> [Questions on the material]:
(a) Reproduce the art reflection word for word, starting at "Art- I don’t" and ending at "her work colleagues.".
(b) According to the art reflection, which camera did the writer pick up again?

Art- I don’t know where I am going as an artist…the last part of the year..especially this past few weeeks I have not had time to focus on this part of my life…one that I think is essential but is distracted by work for money…I still am figuring it out. I am working on many different things simultaneously but finishing almost nothing. I am planning on submitting some work to some shows and galleries…I have the photos…we’ll see. I feel confused …unfocused about this. I did pick up my Pentax 1000 again and that has made me happy. I also have enjoyed talking to my daughter about her own work as a designer and listening to her thoughts and advice about my work…nice to see her doing something she loves and getting recognition for it…I always thought she had a lot of natural talent…now that talent is maturing as she is learning so much from school and her work colleagues.

> [Study material]:
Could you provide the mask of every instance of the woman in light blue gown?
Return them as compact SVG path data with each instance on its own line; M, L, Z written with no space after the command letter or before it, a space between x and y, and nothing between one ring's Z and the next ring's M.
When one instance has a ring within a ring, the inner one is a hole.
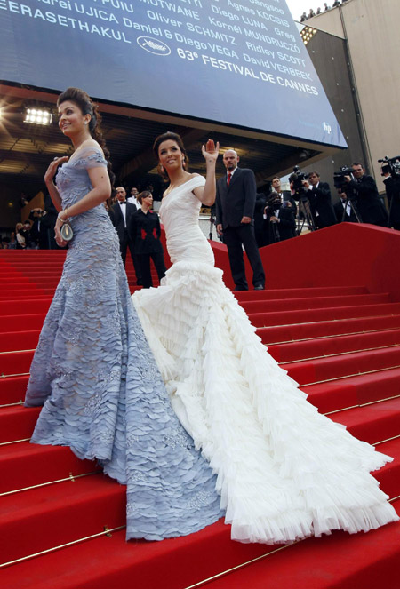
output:
M127 485L127 538L189 534L223 515L215 476L170 406L132 304L104 207L110 165L96 106L68 88L58 108L75 151L44 179L61 211L57 243L67 219L74 236L30 370L25 405L44 405L31 442L69 446Z

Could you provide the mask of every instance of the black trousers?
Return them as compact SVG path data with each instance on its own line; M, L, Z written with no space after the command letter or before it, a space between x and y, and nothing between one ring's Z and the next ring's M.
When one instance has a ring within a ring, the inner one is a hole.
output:
M136 255L140 266L143 288L149 289L150 286L153 286L150 270L150 258L157 271L158 279L161 280L164 277L166 272L165 264L164 262L164 253L162 251L152 251L150 253L138 253Z
M224 243L228 247L230 271L237 289L248 290L242 243L252 268L252 283L265 285L265 274L261 258L254 236L254 227L251 223L243 223L239 227L228 227L224 229Z
M126 251L129 247L129 251L131 252L132 259L133 261L133 267L135 269L135 275L136 275L136 283L138 284L141 284L142 280L141 280L141 270L140 270L140 266L138 261L138 256L135 254L135 250L133 247L132 242L129 239L128 235L128 231L125 229L124 234L124 238L122 240L119 240L119 249L121 251L121 257L123 259L124 266L125 266L126 263Z

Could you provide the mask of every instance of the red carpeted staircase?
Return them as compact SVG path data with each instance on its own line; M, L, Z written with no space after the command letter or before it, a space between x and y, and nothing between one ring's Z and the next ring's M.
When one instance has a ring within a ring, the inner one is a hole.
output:
M334 228L330 239L335 232L340 235ZM328 245L318 233L308 242L321 251ZM307 247L306 238L291 241ZM265 249L266 267L269 252L288 247L277 246ZM216 253L226 269L220 246ZM126 543L124 488L68 448L28 442L40 410L21 402L64 258L64 251L0 251L1 586L188 589L206 580L212 589L398 586L400 524L285 547L231 542L222 521L187 537ZM133 290L131 260L127 273ZM309 402L395 458L376 477L400 513L400 298L390 281L380 288L371 273L344 275L329 286L308 278L303 284L294 272L293 288L283 279L283 288L236 294Z

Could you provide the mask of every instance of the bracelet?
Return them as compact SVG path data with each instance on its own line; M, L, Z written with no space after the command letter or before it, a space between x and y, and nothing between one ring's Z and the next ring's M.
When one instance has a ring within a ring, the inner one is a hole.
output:
M68 209L64 209L64 211L61 211L60 212L59 212L59 214L57 216L57 219L59 219L62 223L67 223L67 221L69 220L69 217L67 217L66 219L62 219L62 217L60 216L61 212L65 212L66 211L68 211Z

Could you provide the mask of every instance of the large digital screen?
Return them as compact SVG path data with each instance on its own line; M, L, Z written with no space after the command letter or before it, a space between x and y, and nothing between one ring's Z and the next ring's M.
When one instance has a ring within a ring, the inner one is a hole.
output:
M346 147L284 0L0 0L0 77Z

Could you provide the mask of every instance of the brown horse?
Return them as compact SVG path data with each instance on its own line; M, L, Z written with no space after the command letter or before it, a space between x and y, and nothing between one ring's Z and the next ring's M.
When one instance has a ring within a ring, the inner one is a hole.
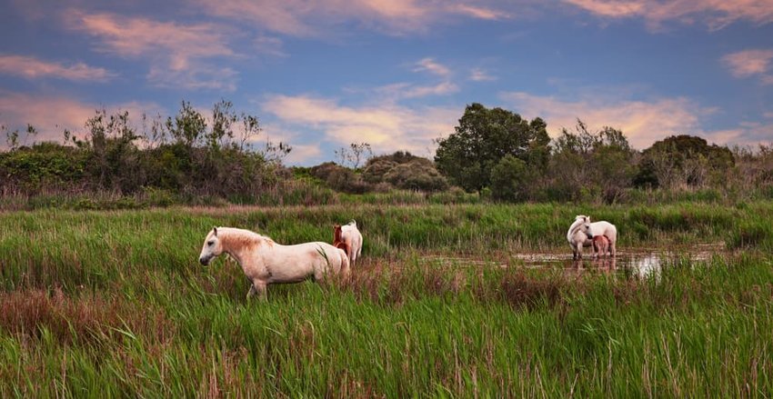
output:
M346 257L351 259L352 247L344 241L341 224L333 226L333 246L343 249L346 253Z
M607 257L607 251L609 249L609 239L606 235L597 235L593 237L593 251L596 253L596 257L604 255Z

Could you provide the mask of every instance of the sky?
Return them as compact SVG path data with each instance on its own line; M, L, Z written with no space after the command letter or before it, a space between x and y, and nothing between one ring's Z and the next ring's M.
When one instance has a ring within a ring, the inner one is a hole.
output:
M773 143L773 0L0 0L0 125L83 135L96 109L221 99L290 144L427 157L467 105L577 118L644 149ZM0 143L4 145L5 143Z

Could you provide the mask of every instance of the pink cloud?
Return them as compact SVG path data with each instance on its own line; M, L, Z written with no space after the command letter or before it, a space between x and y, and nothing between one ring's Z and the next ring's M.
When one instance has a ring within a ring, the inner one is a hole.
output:
M487 71L481 68L473 68L470 71L470 80L474 82L488 82L492 80L497 80L497 77L492 76Z
M0 91L0 125L11 130L24 130L26 124L30 124L38 132L35 141L61 142L65 129L82 138L85 121L103 107L108 112L128 111L135 123L139 123L144 112L153 115L161 110L158 105L150 103L131 102L103 106L65 97ZM5 144L5 141L0 142L0 145Z
M432 75L447 77L451 75L451 70L447 66L435 61L434 58L422 58L416 63L414 72L428 72Z
M635 18L658 28L667 21L702 21L711 29L721 29L737 20L757 24L773 22L769 0L563 0L604 18Z
M639 149L675 134L708 136L710 133L700 127L700 119L714 112L682 97L650 102L598 97L567 101L516 92L504 94L502 98L524 116L544 118L553 137L562 127L571 130L580 118L590 126L622 130L631 145Z
M494 5L467 2L421 0L195 0L208 13L250 21L273 32L296 36L330 35L330 27L356 22L387 35L426 32L449 16L502 19L508 15ZM498 3L490 2L495 5Z
M27 79L55 77L94 82L105 82L115 76L106 69L88 66L84 63L65 65L24 55L0 55L0 73Z
M454 7L453 9L455 9L459 14L467 15L478 19L497 20L509 17L509 15L499 10L474 6L469 5L457 5L456 7Z
M773 83L768 75L773 61L773 50L745 50L722 57L723 64L735 77L760 75L763 83Z
M148 79L161 86L233 91L236 72L206 62L237 57L230 48L230 30L212 24L181 25L112 14L68 15L70 26L100 41L99 51L151 63ZM232 32L231 32L232 33Z
M261 108L296 130L319 130L324 139L340 145L369 143L377 151L408 150L424 154L432 139L453 132L457 108L407 107L392 103L341 105L335 99L309 95L269 96Z

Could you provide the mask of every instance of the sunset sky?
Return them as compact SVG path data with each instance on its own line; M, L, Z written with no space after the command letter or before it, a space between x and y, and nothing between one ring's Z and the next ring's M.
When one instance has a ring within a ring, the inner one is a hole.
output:
M773 142L773 0L0 1L0 124L38 140L225 98L292 165L431 157L473 102L638 149Z

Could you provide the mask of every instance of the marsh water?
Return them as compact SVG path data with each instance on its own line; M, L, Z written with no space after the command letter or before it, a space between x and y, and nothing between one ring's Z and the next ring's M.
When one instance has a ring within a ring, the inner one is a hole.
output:
M662 268L677 262L704 262L714 255L725 255L722 243L679 245L674 247L632 248L617 250L616 257L596 258L589 251L584 253L582 260L573 260L570 251L566 253L520 253L507 256L492 256L479 259L472 256L445 256L427 254L422 263L427 264L456 264L459 266L525 267L528 269L563 269L567 273L598 271L622 273L631 276L658 276Z

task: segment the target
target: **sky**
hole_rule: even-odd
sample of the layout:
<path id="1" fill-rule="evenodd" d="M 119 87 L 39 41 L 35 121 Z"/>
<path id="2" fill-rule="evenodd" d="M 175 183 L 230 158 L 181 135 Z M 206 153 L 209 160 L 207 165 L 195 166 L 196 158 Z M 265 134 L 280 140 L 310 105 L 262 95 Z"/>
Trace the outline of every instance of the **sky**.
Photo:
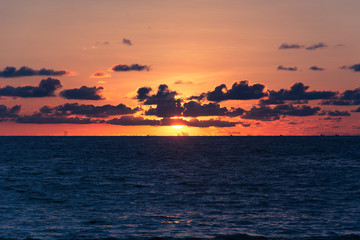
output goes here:
<path id="1" fill-rule="evenodd" d="M 357 0 L 0 0 L 0 135 L 358 135 Z"/>

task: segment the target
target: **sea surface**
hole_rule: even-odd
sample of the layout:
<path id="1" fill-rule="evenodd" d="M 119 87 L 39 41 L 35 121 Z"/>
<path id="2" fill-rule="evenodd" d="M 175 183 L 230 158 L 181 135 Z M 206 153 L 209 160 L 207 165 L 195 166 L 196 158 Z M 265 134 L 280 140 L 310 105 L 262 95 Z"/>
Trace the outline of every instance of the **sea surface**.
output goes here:
<path id="1" fill-rule="evenodd" d="M 0 137 L 0 239 L 360 239 L 360 137 Z"/>

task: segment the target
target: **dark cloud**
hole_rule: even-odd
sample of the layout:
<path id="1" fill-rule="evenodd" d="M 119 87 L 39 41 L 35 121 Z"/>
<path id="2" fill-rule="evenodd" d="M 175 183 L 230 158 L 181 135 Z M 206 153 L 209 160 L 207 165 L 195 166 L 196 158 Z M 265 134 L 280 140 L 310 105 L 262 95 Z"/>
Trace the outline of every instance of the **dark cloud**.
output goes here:
<path id="1" fill-rule="evenodd" d="M 318 66 L 311 66 L 309 69 L 312 71 L 324 71 L 325 70 L 325 68 L 321 68 Z"/>
<path id="2" fill-rule="evenodd" d="M 192 81 L 178 80 L 178 81 L 175 81 L 175 84 L 193 84 L 193 82 Z"/>
<path id="3" fill-rule="evenodd" d="M 213 102 L 259 99 L 266 96 L 264 88 L 265 86 L 259 83 L 249 85 L 248 81 L 235 82 L 229 90 L 225 84 L 221 84 L 214 91 L 207 93 L 207 99 Z"/>
<path id="4" fill-rule="evenodd" d="M 311 91 L 308 92 L 309 86 L 303 83 L 295 83 L 290 89 L 280 89 L 279 91 L 270 90 L 267 99 L 260 100 L 261 105 L 282 104 L 286 100 L 317 100 L 327 99 L 335 96 L 336 92 L 331 91 Z"/>
<path id="5" fill-rule="evenodd" d="M 278 66 L 277 70 L 283 71 L 297 71 L 297 67 L 284 67 L 283 65 Z"/>
<path id="6" fill-rule="evenodd" d="M 125 45 L 129 45 L 129 46 L 132 45 L 132 42 L 130 41 L 130 39 L 126 39 L 126 38 L 123 38 L 122 43 L 125 44 Z"/>
<path id="7" fill-rule="evenodd" d="M 277 105 L 274 109 L 280 115 L 286 116 L 313 116 L 320 111 L 319 107 L 310 107 L 310 106 L 293 106 L 293 105 Z"/>
<path id="8" fill-rule="evenodd" d="M 12 87 L 6 86 L 0 88 L 0 96 L 7 97 L 51 97 L 55 96 L 55 90 L 61 88 L 61 82 L 57 79 L 48 78 L 40 81 L 39 86 Z"/>
<path id="9" fill-rule="evenodd" d="M 103 87 L 87 87 L 67 89 L 60 92 L 60 96 L 66 99 L 81 99 L 81 100 L 103 100 L 101 91 Z"/>
<path id="10" fill-rule="evenodd" d="M 197 120 L 197 119 L 191 119 L 187 122 L 187 126 L 189 127 L 235 127 L 237 124 L 240 124 L 239 122 L 228 122 L 228 121 L 222 121 L 222 120 Z"/>
<path id="11" fill-rule="evenodd" d="M 11 108 L 5 105 L 0 105 L 0 122 L 16 118 L 20 110 L 21 105 L 15 105 Z"/>
<path id="12" fill-rule="evenodd" d="M 149 71 L 150 66 L 139 65 L 139 64 L 132 64 L 132 65 L 119 64 L 119 65 L 113 66 L 111 69 L 115 72 Z"/>
<path id="13" fill-rule="evenodd" d="M 122 126 L 160 126 L 161 122 L 159 120 L 144 119 L 143 117 L 134 117 L 134 116 L 122 116 L 121 118 L 114 118 L 106 121 L 108 124 L 113 125 L 122 125 Z"/>
<path id="14" fill-rule="evenodd" d="M 103 105 L 94 106 L 92 104 L 78 104 L 78 103 L 66 103 L 56 107 L 44 106 L 40 108 L 42 114 L 52 114 L 55 116 L 68 116 L 68 115 L 83 115 L 86 117 L 100 117 L 105 118 L 113 115 L 126 115 L 138 112 L 139 108 L 131 109 L 124 104 L 117 106 Z"/>
<path id="15" fill-rule="evenodd" d="M 280 116 L 312 116 L 320 111 L 319 107 L 278 105 L 274 108 L 268 106 L 252 107 L 242 116 L 244 119 L 253 119 L 260 121 L 274 121 L 280 119 Z"/>
<path id="16" fill-rule="evenodd" d="M 206 99 L 206 93 L 202 93 L 199 96 L 191 96 L 189 97 L 187 100 L 197 100 L 197 101 L 202 101 Z"/>
<path id="17" fill-rule="evenodd" d="M 97 120 L 91 118 L 79 118 L 79 117 L 66 117 L 66 116 L 44 116 L 40 113 L 33 115 L 19 116 L 16 119 L 17 123 L 36 123 L 36 124 L 91 124 L 98 123 Z"/>
<path id="18" fill-rule="evenodd" d="M 348 117 L 350 116 L 350 113 L 348 111 L 335 110 L 335 111 L 322 111 L 319 113 L 319 115 L 328 115 L 331 117 L 339 117 L 339 116 Z"/>
<path id="19" fill-rule="evenodd" d="M 175 117 L 181 116 L 184 108 L 181 106 L 180 100 L 173 100 L 168 102 L 161 102 L 155 108 L 150 108 L 145 112 L 145 115 L 153 115 L 157 117 Z"/>
<path id="20" fill-rule="evenodd" d="M 340 69 L 349 69 L 353 70 L 354 72 L 360 72 L 360 63 L 351 66 L 342 66 L 340 67 Z"/>
<path id="21" fill-rule="evenodd" d="M 322 105 L 360 105 L 360 88 L 346 90 L 331 99 L 321 102 Z"/>
<path id="22" fill-rule="evenodd" d="M 241 116 L 245 110 L 242 108 L 231 108 L 229 111 L 226 107 L 220 107 L 217 103 L 199 104 L 190 101 L 184 104 L 183 116 L 185 117 L 199 117 L 199 116 Z"/>
<path id="23" fill-rule="evenodd" d="M 42 68 L 40 70 L 34 70 L 32 68 L 23 66 L 19 69 L 15 67 L 6 67 L 0 71 L 0 77 L 3 78 L 15 78 L 15 77 L 29 77 L 29 76 L 65 76 L 71 75 L 68 70 L 53 70 Z"/>
<path id="24" fill-rule="evenodd" d="M 283 43 L 279 47 L 279 49 L 300 49 L 300 48 L 304 48 L 304 46 L 297 43 L 294 44 Z"/>
<path id="25" fill-rule="evenodd" d="M 150 87 L 142 87 L 137 90 L 136 99 L 140 102 L 145 101 L 146 99 L 150 98 L 150 92 L 152 89 Z"/>
<path id="26" fill-rule="evenodd" d="M 91 78 L 107 78 L 107 77 L 111 77 L 111 75 L 102 70 L 98 70 L 95 73 L 91 74 L 90 77 Z"/>
<path id="27" fill-rule="evenodd" d="M 306 50 L 315 50 L 315 49 L 318 49 L 318 48 L 326 48 L 327 45 L 325 43 L 316 43 L 316 44 L 313 44 L 307 48 L 305 48 Z"/>
<path id="28" fill-rule="evenodd" d="M 151 90 L 149 87 L 139 88 L 136 96 L 137 99 L 144 102 L 145 105 L 156 105 L 174 102 L 177 95 L 177 92 L 171 91 L 166 84 L 159 85 L 156 94 L 150 95 Z"/>
<path id="29" fill-rule="evenodd" d="M 222 121 L 218 119 L 209 119 L 209 120 L 198 120 L 191 119 L 190 121 L 177 118 L 164 118 L 161 120 L 161 126 L 173 126 L 173 125 L 185 125 L 188 127 L 235 127 L 238 124 L 242 124 L 244 127 L 249 127 L 249 124 L 243 124 L 242 122 L 229 122 Z"/>

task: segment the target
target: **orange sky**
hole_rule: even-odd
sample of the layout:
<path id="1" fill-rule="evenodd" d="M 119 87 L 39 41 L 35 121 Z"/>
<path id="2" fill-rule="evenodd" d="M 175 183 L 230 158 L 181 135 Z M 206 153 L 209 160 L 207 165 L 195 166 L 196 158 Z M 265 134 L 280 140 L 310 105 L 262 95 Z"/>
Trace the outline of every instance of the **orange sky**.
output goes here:
<path id="1" fill-rule="evenodd" d="M 356 112 L 360 107 L 360 90 L 356 90 L 360 87 L 359 7 L 357 0 L 3 1 L 0 105 L 6 110 L 1 113 L 0 108 L 0 135 L 359 134 L 360 112 Z M 280 49 L 284 43 L 289 47 Z M 132 64 L 150 69 L 112 70 L 116 65 Z M 32 76 L 21 73 L 9 76 L 4 72 L 6 67 L 19 70 L 22 66 L 34 70 Z M 279 70 L 279 66 L 284 69 Z M 318 69 L 310 70 L 312 66 Z M 289 71 L 290 67 L 296 70 Z M 42 68 L 66 69 L 76 74 L 46 75 L 39 73 Z M 107 77 L 91 77 L 97 71 Z M 38 90 L 24 95 L 25 86 L 38 87 L 48 77 L 59 80 L 62 87 L 46 89 L 45 96 Z M 243 80 L 248 80 L 248 87 L 263 85 L 264 96 L 243 99 L 243 93 L 238 93 L 235 99 L 230 95 L 226 99 L 208 99 L 216 86 L 225 84 L 226 94 L 233 83 Z M 306 94 L 290 97 L 294 101 L 282 96 L 282 103 L 262 106 L 272 114 L 276 110 L 278 115 L 274 119 L 260 119 L 251 111 L 261 107 L 261 99 L 270 98 L 269 91 L 290 90 L 295 83 L 309 86 L 306 93 L 334 94 L 316 99 Z M 199 106 L 216 103 L 219 108 L 241 108 L 244 113 L 235 117 L 216 113 L 190 117 L 182 112 L 176 116 L 185 117 L 189 126 L 181 129 L 164 126 L 163 116 L 146 115 L 150 107 L 158 106 L 146 101 L 156 95 L 161 84 L 176 91 L 168 100 L 171 104 L 179 100 L 184 109 L 190 96 L 204 93 L 206 97 L 198 102 Z M 102 87 L 96 92 L 101 99 L 90 100 L 79 92 L 74 93 L 77 99 L 72 99 L 60 93 L 81 86 Z M 147 100 L 141 101 L 136 97 L 142 87 L 151 87 L 153 91 Z M 351 99 L 343 94 L 347 90 L 353 91 Z M 331 104 L 324 105 L 329 99 Z M 345 103 L 339 105 L 336 101 Z M 69 112 L 55 114 L 54 110 L 39 113 L 43 106 L 54 109 L 66 103 L 94 106 L 122 103 L 142 110 L 95 117 Z M 21 105 L 21 109 L 10 113 L 15 105 Z M 284 112 L 278 110 L 279 105 L 291 105 L 296 111 L 304 110 L 305 106 L 314 112 Z M 28 120 L 24 116 L 36 117 L 40 122 L 25 123 Z M 50 124 L 49 118 L 55 116 L 56 123 Z M 131 121 L 157 120 L 162 126 L 144 122 L 122 126 L 109 121 L 123 116 L 132 117 Z M 89 118 L 93 122 L 61 122 L 68 118 Z"/>

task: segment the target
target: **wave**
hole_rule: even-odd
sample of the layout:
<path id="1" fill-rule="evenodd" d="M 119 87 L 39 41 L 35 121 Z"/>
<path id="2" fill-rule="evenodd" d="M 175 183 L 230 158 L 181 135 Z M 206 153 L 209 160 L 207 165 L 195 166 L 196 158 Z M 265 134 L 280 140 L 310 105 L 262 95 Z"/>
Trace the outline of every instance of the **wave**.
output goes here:
<path id="1" fill-rule="evenodd" d="M 46 238 L 44 238 L 46 239 Z M 360 235 L 348 234 L 337 236 L 311 236 L 311 237 L 265 237 L 265 236 L 253 236 L 247 234 L 234 234 L 234 235 L 220 235 L 210 238 L 198 238 L 198 237 L 130 237 L 130 238 L 91 238 L 91 237 L 59 237 L 56 239 L 63 240 L 360 240 Z M 42 240 L 41 238 L 3 238 L 0 240 Z"/>

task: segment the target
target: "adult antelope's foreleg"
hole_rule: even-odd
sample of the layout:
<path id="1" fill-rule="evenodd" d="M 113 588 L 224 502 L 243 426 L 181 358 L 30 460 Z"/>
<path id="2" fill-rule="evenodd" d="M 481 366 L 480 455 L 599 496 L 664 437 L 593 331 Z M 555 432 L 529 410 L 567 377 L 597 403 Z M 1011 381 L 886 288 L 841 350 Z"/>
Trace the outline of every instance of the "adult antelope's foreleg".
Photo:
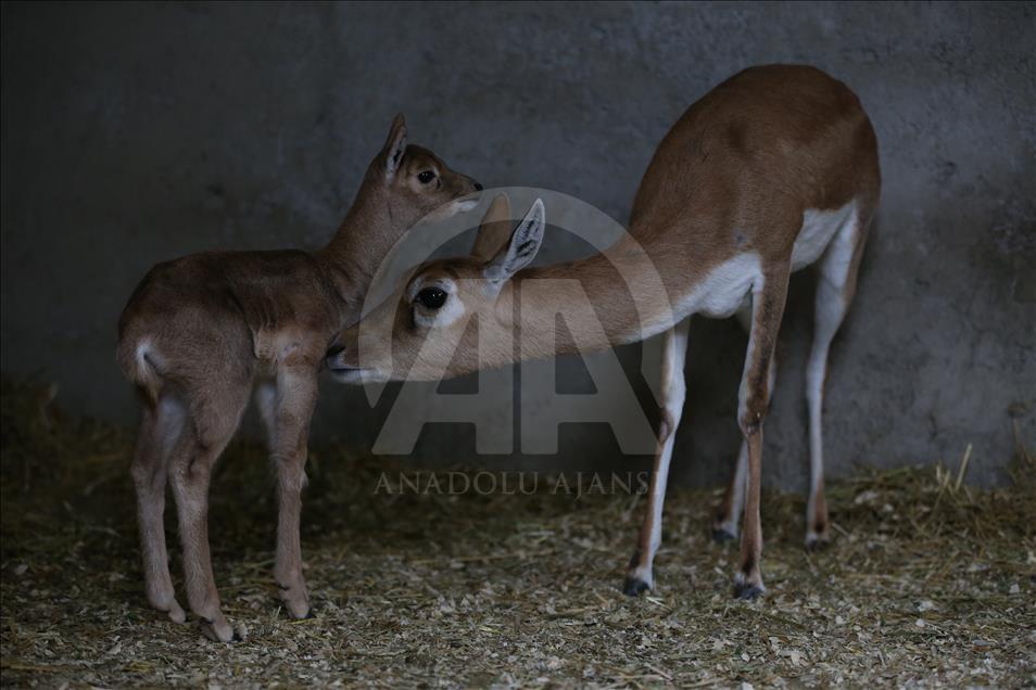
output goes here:
<path id="1" fill-rule="evenodd" d="M 277 558 L 274 578 L 280 599 L 295 618 L 309 615 L 309 592 L 302 574 L 300 522 L 306 483 L 306 443 L 317 399 L 315 368 L 278 370 L 276 384 L 260 389 L 263 418 L 270 424 L 269 450 L 277 468 Z M 270 384 L 267 384 L 270 385 Z"/>
<path id="2" fill-rule="evenodd" d="M 655 452 L 655 471 L 652 473 L 650 488 L 647 495 L 647 510 L 633 558 L 627 573 L 622 591 L 635 596 L 655 586 L 652 565 L 655 553 L 661 544 L 662 504 L 666 501 L 666 485 L 669 480 L 669 462 L 672 459 L 672 445 L 677 426 L 683 413 L 686 382 L 683 376 L 683 363 L 687 354 L 687 330 L 690 320 L 678 323 L 667 331 L 662 352 L 661 419 L 658 423 L 658 448 Z"/>
<path id="3" fill-rule="evenodd" d="M 131 471 L 137 493 L 144 591 L 148 602 L 176 623 L 184 623 L 186 615 L 176 601 L 169 576 L 164 521 L 165 480 L 169 451 L 184 429 L 184 407 L 172 397 L 144 404 Z"/>
<path id="4" fill-rule="evenodd" d="M 806 503 L 806 548 L 830 539 L 827 501 L 824 499 L 823 404 L 827 355 L 835 333 L 849 311 L 867 237 L 867 226 L 850 222 L 838 230 L 818 267 L 813 344 L 806 366 L 806 400 L 809 407 L 809 500 Z"/>
<path id="5" fill-rule="evenodd" d="M 748 336 L 748 353 L 745 357 L 737 406 L 737 423 L 748 449 L 741 565 L 734 577 L 734 595 L 740 599 L 754 599 L 765 591 L 760 570 L 762 523 L 759 515 L 762 486 L 762 422 L 770 403 L 770 362 L 784 315 L 787 279 L 786 264 L 766 267 L 762 277 L 753 288 L 751 331 Z"/>

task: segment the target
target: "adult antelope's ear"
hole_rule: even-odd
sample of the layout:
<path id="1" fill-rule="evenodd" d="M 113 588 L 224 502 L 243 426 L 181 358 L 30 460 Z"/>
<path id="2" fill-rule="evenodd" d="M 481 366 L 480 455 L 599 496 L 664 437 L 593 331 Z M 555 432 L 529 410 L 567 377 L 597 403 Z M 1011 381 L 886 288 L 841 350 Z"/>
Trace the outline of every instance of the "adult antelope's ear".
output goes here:
<path id="1" fill-rule="evenodd" d="M 395 171 L 400 168 L 400 162 L 403 159 L 403 152 L 406 151 L 406 120 L 403 119 L 403 113 L 397 113 L 392 118 L 392 127 L 389 128 L 389 138 L 381 150 L 381 158 L 384 162 L 384 176 L 392 179 Z"/>
<path id="2" fill-rule="evenodd" d="M 535 258 L 543 244 L 543 230 L 546 227 L 546 213 L 543 202 L 536 200 L 532 208 L 521 219 L 510 243 L 482 271 L 487 280 L 502 283 L 528 266 Z"/>
<path id="3" fill-rule="evenodd" d="M 501 194 L 490 204 L 489 210 L 482 217 L 482 223 L 475 235 L 475 246 L 471 256 L 490 261 L 500 254 L 510 239 L 510 200 L 507 194 Z"/>

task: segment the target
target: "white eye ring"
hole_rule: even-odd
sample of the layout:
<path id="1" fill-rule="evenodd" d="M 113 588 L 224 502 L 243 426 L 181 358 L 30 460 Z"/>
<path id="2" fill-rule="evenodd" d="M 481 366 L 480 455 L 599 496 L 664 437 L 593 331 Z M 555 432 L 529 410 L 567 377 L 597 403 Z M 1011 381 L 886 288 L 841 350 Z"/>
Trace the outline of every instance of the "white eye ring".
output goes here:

> [Answers for the tasks]:
(a)
Art- I don’t know where I am going as an artist…the last part of the year..especially this past few weeeks I have not had time to focus on this part of my life…one that I think is essential but is distracted by work for money…I still am figuring it out. I am working on many different things simultaneously but finishing almost nothing. I am planning on submitting some work to some shows and galleries…I have the photos…we’ll see. I feel confused …unfocused about this. I did pick up my Pentax 1000 again and that has made me happy. I also have enjoyed talking to my daughter about her own work as a designer and listening to her thoughts and advice about my work…nice to see her doing something she loves and getting recognition for it…I always thought she had a lot of natural talent…now that talent is maturing as she is learning so much from school and her work colleagues.

(b) A Pentax 1000.